- _YOUR OBJECTIVE_
Repeat the records below exactly, leaving out any pictures.

- _DATA LINES_
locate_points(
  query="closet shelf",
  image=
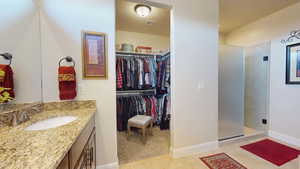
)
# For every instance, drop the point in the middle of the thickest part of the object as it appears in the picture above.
(135, 54)
(136, 92)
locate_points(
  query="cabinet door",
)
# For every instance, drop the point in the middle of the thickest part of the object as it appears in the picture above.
(64, 163)
(92, 146)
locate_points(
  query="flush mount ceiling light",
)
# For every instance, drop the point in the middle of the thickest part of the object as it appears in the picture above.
(142, 10)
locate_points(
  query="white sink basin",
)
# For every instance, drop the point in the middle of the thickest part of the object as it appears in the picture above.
(51, 123)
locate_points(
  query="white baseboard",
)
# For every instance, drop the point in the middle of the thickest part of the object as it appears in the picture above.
(285, 138)
(195, 149)
(109, 166)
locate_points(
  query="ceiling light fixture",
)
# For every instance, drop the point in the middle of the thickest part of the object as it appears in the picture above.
(142, 10)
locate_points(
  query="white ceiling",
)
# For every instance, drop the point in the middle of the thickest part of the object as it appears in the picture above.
(127, 19)
(233, 14)
(236, 13)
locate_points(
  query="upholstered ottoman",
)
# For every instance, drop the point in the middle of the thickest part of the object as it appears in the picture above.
(142, 122)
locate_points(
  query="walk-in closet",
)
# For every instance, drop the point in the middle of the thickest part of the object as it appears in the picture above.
(143, 81)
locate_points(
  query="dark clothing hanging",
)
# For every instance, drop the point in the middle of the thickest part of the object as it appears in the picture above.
(127, 107)
(135, 73)
(163, 74)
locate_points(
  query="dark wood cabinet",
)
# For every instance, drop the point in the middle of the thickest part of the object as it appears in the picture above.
(82, 154)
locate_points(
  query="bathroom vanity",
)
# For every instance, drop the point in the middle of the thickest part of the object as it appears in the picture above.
(82, 154)
(69, 146)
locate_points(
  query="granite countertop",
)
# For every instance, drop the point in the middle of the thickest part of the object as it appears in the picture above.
(20, 149)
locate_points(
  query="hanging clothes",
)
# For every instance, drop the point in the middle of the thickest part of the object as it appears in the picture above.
(163, 74)
(135, 73)
(163, 111)
(130, 106)
(141, 73)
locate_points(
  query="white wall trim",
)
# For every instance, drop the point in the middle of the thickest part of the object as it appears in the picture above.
(195, 149)
(285, 138)
(109, 166)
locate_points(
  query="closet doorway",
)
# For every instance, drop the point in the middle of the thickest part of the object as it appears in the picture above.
(143, 81)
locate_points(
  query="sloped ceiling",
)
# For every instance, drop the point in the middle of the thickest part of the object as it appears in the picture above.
(236, 13)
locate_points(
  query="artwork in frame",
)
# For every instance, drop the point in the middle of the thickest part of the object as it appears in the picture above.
(94, 55)
(293, 64)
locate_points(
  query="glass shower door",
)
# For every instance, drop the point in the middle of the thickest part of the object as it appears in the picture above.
(231, 92)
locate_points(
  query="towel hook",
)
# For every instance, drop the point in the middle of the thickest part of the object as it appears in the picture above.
(68, 59)
(7, 56)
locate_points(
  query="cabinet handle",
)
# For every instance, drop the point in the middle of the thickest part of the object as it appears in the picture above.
(92, 155)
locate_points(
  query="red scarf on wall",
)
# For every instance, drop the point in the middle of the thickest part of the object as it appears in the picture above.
(67, 83)
(6, 84)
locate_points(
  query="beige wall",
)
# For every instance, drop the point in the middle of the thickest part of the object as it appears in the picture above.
(194, 40)
(284, 99)
(19, 35)
(62, 23)
(157, 42)
(222, 39)
(267, 28)
(283, 107)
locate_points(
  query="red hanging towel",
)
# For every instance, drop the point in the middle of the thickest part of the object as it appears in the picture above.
(6, 84)
(67, 82)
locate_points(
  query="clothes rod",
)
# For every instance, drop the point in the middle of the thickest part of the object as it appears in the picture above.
(134, 54)
(137, 92)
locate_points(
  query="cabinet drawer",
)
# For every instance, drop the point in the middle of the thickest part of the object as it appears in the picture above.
(80, 143)
(64, 163)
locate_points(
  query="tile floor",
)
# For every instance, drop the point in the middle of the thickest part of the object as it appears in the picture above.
(192, 162)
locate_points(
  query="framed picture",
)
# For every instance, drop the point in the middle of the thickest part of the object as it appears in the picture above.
(94, 55)
(293, 64)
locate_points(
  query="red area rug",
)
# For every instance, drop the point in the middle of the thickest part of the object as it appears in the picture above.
(272, 151)
(221, 161)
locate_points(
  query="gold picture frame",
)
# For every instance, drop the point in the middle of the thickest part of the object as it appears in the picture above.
(94, 55)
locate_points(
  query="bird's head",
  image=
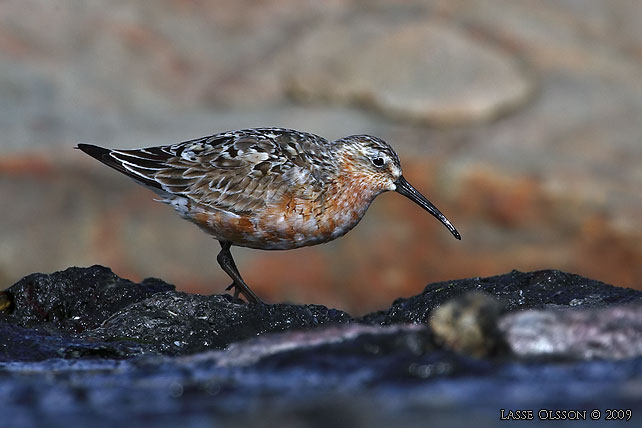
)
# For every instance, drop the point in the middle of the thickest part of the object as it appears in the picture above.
(375, 165)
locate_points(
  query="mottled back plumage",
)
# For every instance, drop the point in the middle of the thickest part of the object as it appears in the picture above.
(267, 188)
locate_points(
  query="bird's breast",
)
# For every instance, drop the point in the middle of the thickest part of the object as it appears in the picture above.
(289, 221)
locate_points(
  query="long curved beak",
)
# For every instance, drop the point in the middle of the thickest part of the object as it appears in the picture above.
(411, 193)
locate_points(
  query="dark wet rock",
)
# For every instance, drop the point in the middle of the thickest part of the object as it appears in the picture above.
(612, 332)
(174, 323)
(137, 358)
(74, 300)
(91, 312)
(516, 290)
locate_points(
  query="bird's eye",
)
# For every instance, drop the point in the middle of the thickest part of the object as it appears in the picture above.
(379, 162)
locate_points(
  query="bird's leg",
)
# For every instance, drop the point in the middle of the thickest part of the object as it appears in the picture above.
(226, 261)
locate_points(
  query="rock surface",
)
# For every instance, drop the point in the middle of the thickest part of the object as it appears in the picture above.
(86, 347)
(536, 162)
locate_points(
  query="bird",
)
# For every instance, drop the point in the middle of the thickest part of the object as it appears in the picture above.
(268, 188)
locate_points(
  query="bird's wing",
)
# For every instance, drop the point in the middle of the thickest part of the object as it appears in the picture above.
(237, 171)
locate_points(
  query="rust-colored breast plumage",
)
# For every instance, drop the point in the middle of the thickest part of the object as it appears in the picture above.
(267, 188)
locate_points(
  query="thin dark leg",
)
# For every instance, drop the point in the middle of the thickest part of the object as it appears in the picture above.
(226, 261)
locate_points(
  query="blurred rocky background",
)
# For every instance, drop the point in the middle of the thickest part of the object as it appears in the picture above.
(520, 120)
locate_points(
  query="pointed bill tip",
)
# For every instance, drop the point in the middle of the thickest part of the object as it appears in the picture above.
(406, 189)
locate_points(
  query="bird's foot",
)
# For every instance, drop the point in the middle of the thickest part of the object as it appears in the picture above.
(245, 290)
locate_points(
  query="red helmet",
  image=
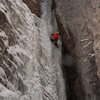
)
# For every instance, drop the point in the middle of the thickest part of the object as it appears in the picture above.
(55, 35)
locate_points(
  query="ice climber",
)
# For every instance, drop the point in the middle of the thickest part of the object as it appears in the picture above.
(54, 38)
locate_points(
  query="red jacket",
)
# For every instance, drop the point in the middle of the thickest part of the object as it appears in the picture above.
(55, 35)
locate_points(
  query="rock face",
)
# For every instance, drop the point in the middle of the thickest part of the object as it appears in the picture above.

- _FINAL ANSWER_
locate_points(
  query="closet shelf",
  image=
)
# For every instance, drop the point in the middle of the thickest part of the object as it appears in the picture above.
(135, 54)
(136, 92)
locate_points(
  query="cabinet door",
)
# For every instance, drop the point in the middle of the thickest part of the object as it appears in the picture above.
(64, 163)
(92, 146)
locate_points(
  query="flush mount ceiling light",
)
# For every instance, drop the point in the middle of the thickest part of the object as it appears in the picture above.
(142, 10)
locate_points(
  query="white sink basin",
)
# For every instance, drop the point in the middle of the thickest part of the object as it appears in the picture above.
(51, 123)
locate_points(
  query="white baseboard",
)
# For every instance, drop the point in the middle of the thickest part of the object as it appears in the picture above.
(285, 138)
(195, 149)
(109, 166)
locate_points(
  query="ceiling light fixture",
)
# For every instance, drop the point in the middle of the thickest part of the object as it appears in the picture above.
(142, 10)
locate_points(
  query="white ceiling",
)
# For every instance, drop the point in the middle of the thickest part of the object as it appears in the picture above.
(127, 19)
(233, 14)
(236, 13)
locate_points(
  query="upholstered ottoman",
)
# For every instance, drop the point in the middle of the thickest part of the object as it appears in the picture above.
(142, 122)
locate_points(
  query="walk-in closet",
)
# For every instance, drop the point in the middle of the thickest part of the object as it appears in the picture above.
(143, 81)
locate_points(
  query="dark clothing hanging",
)
# For every instance, drop the point in the middle of the thickest part of the object as it appears in the picture above.
(127, 107)
(135, 73)
(163, 74)
locate_points(
  query="dark wood cabinet",
)
# For every instance, drop the point in the middle of the thickest part of the object as it appears in the picture above.
(82, 154)
locate_points(
  query="bathroom vanity",
)
# For every instance, drop the point in the middle of the thickest part of the object as it appears in the picture above.
(82, 154)
(69, 146)
locate_points(
  query="granite countertop",
)
# For every instance, drop the point in the middle of the thickest part of the object as it appears in the picture above.
(20, 149)
locate_points(
  query="hanging clothes",
)
# For every instance, drop the point in the middle of the thickest part of the object as it appears in the picture above.
(163, 74)
(135, 73)
(163, 111)
(130, 106)
(141, 73)
locate_points(
  query="white wall trim",
)
# For every instance, drop the point in the middle of the thickest part of the object as it appears in the picture above.
(195, 149)
(285, 138)
(109, 166)
locate_points(
  query="closet doorway",
)
# For every instance, drop the point in the middle of the thickest part of the object as it appears in the picture above.
(143, 81)
locate_points(
  query="sloped ceiling",
)
# For every instance, drop the point in the middle of the thickest part of the object as it appears in the picture above.
(236, 13)
locate_points(
  query="artwork in frame",
)
# For every instance, drop the point in the middle of the thickest part of the object as it appears in the picture above.
(94, 55)
(293, 64)
locate_points(
  query="glass shower door",
)
# For every instance, drop the point in the middle of the thickest part of the object as it appears in the picture above.
(231, 92)
locate_points(
  query="towel hook",
)
# For every instance, drop the point in the middle of the thickest part of the object as it appears in the picture above.
(68, 59)
(7, 56)
locate_points(
  query="cabinet handle",
)
# For every instance, drop the point in the middle of the thickest part of the object as it appears in the picture above.
(92, 155)
locate_points(
  query="red scarf on wall",
)
# For every instance, drop the point in the middle of the thickest part of the object as it appears in the picture above.
(67, 83)
(6, 84)
locate_points(
  query="beige wall",
)
# For every instance, drop the point in the middle of the thickest part of the object as it appears in the picture above.
(194, 40)
(284, 99)
(19, 35)
(62, 23)
(157, 42)
(222, 39)
(267, 28)
(283, 107)
locate_points(
  query="red hanging towel",
)
# For every instance, drop the point in the middle of the thickest part of the object as it appears in the picture above.
(6, 84)
(67, 82)
locate_points(
  query="clothes rod",
)
# For every instance, drop the point in the middle of the thickest part of the object as it appears in the picture above.
(134, 54)
(137, 92)
locate_points(
  query="cabinet drawer",
)
# For every instance, drop the point in the middle of the thickest part of the object as it appears in the picture above.
(80, 143)
(64, 163)
locate_points(
  query="tile floor",
)
# For every instance, drop the point in the middle of the thickest part of the object as it appears in the picture above.
(192, 162)
locate_points(
  query="framed picture",
)
# For every instance, drop the point in the middle of the thickest part of the object as it appears in the picture above.
(94, 55)
(293, 64)
locate_points(
  query="red area rug",
)
# For every instance, drop the point in the middle of the thickest part of the object as it appears in the picture above.
(272, 151)
(221, 161)
locate_points(
  query="gold picture frame",
)
# For every instance, drop the point in the middle of the thickest part of the object as it appears in the picture above.
(94, 55)
locate_points(
  query="bird's head",
  image=
)
# For every instance, drop the point in the middle of the thickest part of the object as it appears in the picture above.
(375, 165)
locate_points(
  query="mottled back plumage",
)
# For every instance, drop the point in the middle of the thickest part of the object as it appears in the picture above.
(267, 188)
locate_points(
  query="bird's breast",
)
# For every instance, drop the point in the middle of the thickest part of the object as it appears in the picture above.
(289, 221)
locate_points(
  query="long curved beak",
)
# For every instance, drop the point in the middle of the thickest part of the object as it appears in the picture above.
(411, 193)
locate_points(
  query="dark wet rock",
)
# For every instance, drop the point in the middle of the thickest part of the object as it appears in the picture above.
(612, 332)
(174, 323)
(137, 358)
(74, 300)
(91, 312)
(516, 290)
locate_points(
  query="bird's eye",
)
# For every instance, drop the point in the middle of the thickest part of the object as it appears in the picture above.
(379, 162)
locate_points(
  query="bird's leg",
)
# For every instance, drop the point in the middle of the thickest part of the object as it appears in the picture above.
(226, 261)
locate_points(
  query="rock surface",
)
# For every instance, drop the point in the middle of the thickest part of the object as it appears in the picture above.
(86, 347)
(536, 162)
locate_points(
  query="bird",
)
# For every instance, drop the point in the middle of the thickest part of the object as it appears in the picture above.
(268, 188)
locate_points(
  query="bird's wing",
)
# For every instance, drop the point in the middle of the thickest part of the object as it appears in the picture above.
(237, 171)
locate_points(
  query="rust-colored breast plumage",
)
# For every instance, drop the point in the middle of the thickest part of the object as it appears in the picture above.
(267, 188)
locate_points(
  query="thin dark leg",
)
# For every instance, drop the point in the middle of the thickest part of the object as it appears in the picture above.
(226, 261)
locate_points(
  query="blurred rocky background",
)
# For every instance, drop the point in the middle of the thickest part of the object as it appears in the picture above.
(520, 120)
locate_points(
  query="pointed bill tip",
)
# For every instance, drop the point in the middle of the thickest part of the object as it appears in the picture above.
(406, 189)
locate_points(
  query="bird's foot",
)
# For every instance, drop the point in the middle of the thickest part of the object as it appears in the picture above.
(245, 290)
locate_points(
  query="red helmet",
  image=
)
# For every instance, drop the point in the middle of the thickest part of the object as it appears in the picture above.
(55, 35)
locate_points(
  query="ice climber",
)
# For every instance, drop the point in the middle of the thickest part of the object as it appears in the picture above.
(54, 38)
locate_points(
  query="red jacket",
)
# For every instance, drop the point in the middle of the thickest part of the object as it appears in the picture above.
(55, 35)
locate_points(
  query="rock face",
)
# For every instance, drop the point in the middle of the thickest part of the object as it appears in the picture above.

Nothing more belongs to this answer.